# [Referring expression data]
****************************************
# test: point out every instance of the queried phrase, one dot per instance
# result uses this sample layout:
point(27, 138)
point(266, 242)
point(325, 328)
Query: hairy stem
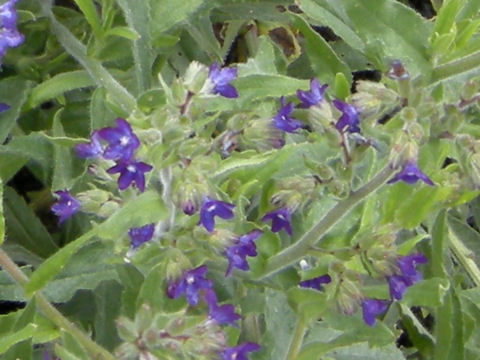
point(95, 350)
point(297, 339)
point(297, 250)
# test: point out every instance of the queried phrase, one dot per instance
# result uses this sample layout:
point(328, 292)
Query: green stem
point(297, 340)
point(79, 52)
point(297, 250)
point(95, 350)
point(456, 67)
point(464, 257)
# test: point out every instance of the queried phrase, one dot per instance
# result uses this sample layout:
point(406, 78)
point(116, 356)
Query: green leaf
point(261, 86)
point(85, 270)
point(146, 208)
point(279, 322)
point(137, 18)
point(107, 305)
point(122, 31)
point(439, 245)
point(429, 292)
point(24, 227)
point(77, 50)
point(88, 9)
point(323, 59)
point(171, 13)
point(58, 85)
point(14, 92)
point(8, 341)
point(324, 16)
point(63, 169)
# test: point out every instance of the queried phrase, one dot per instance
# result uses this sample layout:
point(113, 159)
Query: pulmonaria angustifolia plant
point(239, 180)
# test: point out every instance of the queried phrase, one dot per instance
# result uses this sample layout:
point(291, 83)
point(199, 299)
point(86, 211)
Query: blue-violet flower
point(408, 275)
point(122, 142)
point(223, 314)
point(66, 205)
point(372, 308)
point(9, 35)
point(211, 208)
point(282, 119)
point(349, 119)
point(221, 79)
point(190, 284)
point(239, 352)
point(244, 246)
point(131, 172)
point(280, 220)
point(315, 283)
point(312, 97)
point(410, 174)
point(140, 235)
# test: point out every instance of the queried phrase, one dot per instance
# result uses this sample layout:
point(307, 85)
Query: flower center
point(124, 140)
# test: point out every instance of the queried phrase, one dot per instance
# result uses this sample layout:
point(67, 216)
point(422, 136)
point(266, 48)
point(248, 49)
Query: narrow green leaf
point(324, 17)
point(147, 208)
point(24, 227)
point(107, 306)
point(8, 341)
point(323, 59)
point(75, 48)
point(137, 18)
point(14, 92)
point(446, 16)
point(122, 31)
point(2, 218)
point(58, 85)
point(54, 264)
point(439, 245)
point(88, 9)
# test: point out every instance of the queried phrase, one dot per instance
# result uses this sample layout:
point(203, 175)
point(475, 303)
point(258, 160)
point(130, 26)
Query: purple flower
point(410, 174)
point(224, 314)
point(316, 283)
point(190, 284)
point(312, 97)
point(244, 246)
point(239, 352)
point(9, 35)
point(372, 308)
point(280, 220)
point(140, 235)
point(282, 119)
point(408, 275)
point(349, 119)
point(4, 107)
point(211, 208)
point(131, 172)
point(221, 78)
point(91, 149)
point(122, 142)
point(66, 205)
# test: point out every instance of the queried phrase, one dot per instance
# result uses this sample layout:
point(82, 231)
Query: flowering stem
point(464, 257)
point(297, 340)
point(456, 67)
point(295, 251)
point(95, 350)
point(166, 179)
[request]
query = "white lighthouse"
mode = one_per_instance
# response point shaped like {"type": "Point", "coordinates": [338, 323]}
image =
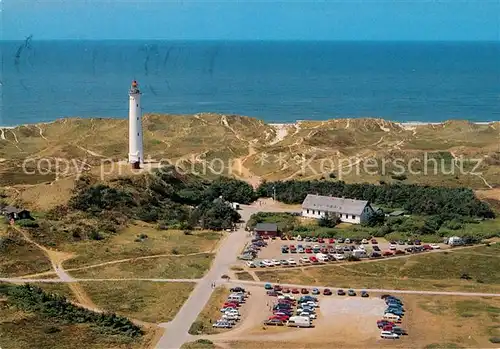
****************************************
Without including any picture, print every record exactly as written above.

# [Exercise solution]
# test: point out every instance of the queried phrase, one dot per instance
# result uses this sample layout:
point(27, 138)
point(266, 242)
point(325, 328)
Query: hairy stem
point(95, 350)
point(297, 339)
point(297, 250)
# test: point out every instance of the queried phrase, one dot per instance
# result uses this sample layout:
point(328, 292)
Query: green stem
point(297, 340)
point(79, 52)
point(297, 250)
point(95, 350)
point(456, 67)
point(464, 257)
# test: point out every instance of the queried phrase, one dot per instance
# result uses this sample layout:
point(406, 78)
point(116, 356)
Query: green leaf
point(261, 86)
point(85, 270)
point(146, 208)
point(279, 322)
point(137, 18)
point(107, 305)
point(122, 31)
point(439, 245)
point(429, 292)
point(24, 227)
point(77, 50)
point(88, 9)
point(323, 59)
point(171, 13)
point(58, 85)
point(14, 92)
point(8, 341)
point(324, 16)
point(63, 169)
# test: point out every instance of the queried phrase, one dot per instance
# result uses this sample layout:
point(113, 159)
Query: pulmonaria angustifolia plant
point(239, 180)
# test: point out every instance of the queried phrase, one dot per instance
# result uses this sample layout:
point(291, 83)
point(199, 299)
point(86, 211)
Query: blue-violet flower
point(408, 275)
point(122, 142)
point(223, 314)
point(66, 205)
point(372, 308)
point(9, 35)
point(211, 208)
point(282, 119)
point(349, 119)
point(221, 79)
point(190, 284)
point(239, 352)
point(244, 246)
point(131, 172)
point(280, 220)
point(315, 283)
point(312, 97)
point(410, 174)
point(140, 235)
# test: point out every instance of the queried phrase, one dot per instance
# result uses this sample layout:
point(307, 85)
Query: flower center
point(124, 140)
# test: point out every instance of the queried phrase, one dot per instance
# result uses this sample layout:
point(67, 216)
point(422, 136)
point(266, 48)
point(248, 49)
Query: narrow green leaf
point(324, 17)
point(147, 208)
point(24, 227)
point(107, 306)
point(8, 341)
point(323, 59)
point(75, 48)
point(137, 18)
point(14, 92)
point(446, 16)
point(122, 31)
point(2, 218)
point(58, 85)
point(54, 264)
point(439, 245)
point(88, 9)
# test: point out every instance of the queried phrase, one dot per instance
# result uses this sample layout:
point(203, 175)
point(475, 303)
point(258, 160)
point(130, 26)
Query: purple flower
point(410, 174)
point(224, 314)
point(316, 283)
point(190, 284)
point(312, 97)
point(244, 246)
point(239, 352)
point(9, 35)
point(372, 308)
point(280, 220)
point(140, 235)
point(282, 119)
point(408, 275)
point(349, 119)
point(4, 107)
point(211, 208)
point(131, 172)
point(221, 78)
point(91, 149)
point(122, 142)
point(66, 205)
# test: point out every instance of the queried phrase, one dot per instance
# result uses this sample layout:
point(82, 231)
Query: flowering stem
point(464, 257)
point(297, 340)
point(456, 67)
point(295, 251)
point(95, 350)
point(166, 179)
[request]
query = "white lighthouse"
mode = one_per_instance
# response point shaped like {"type": "Point", "coordinates": [338, 323]}
image =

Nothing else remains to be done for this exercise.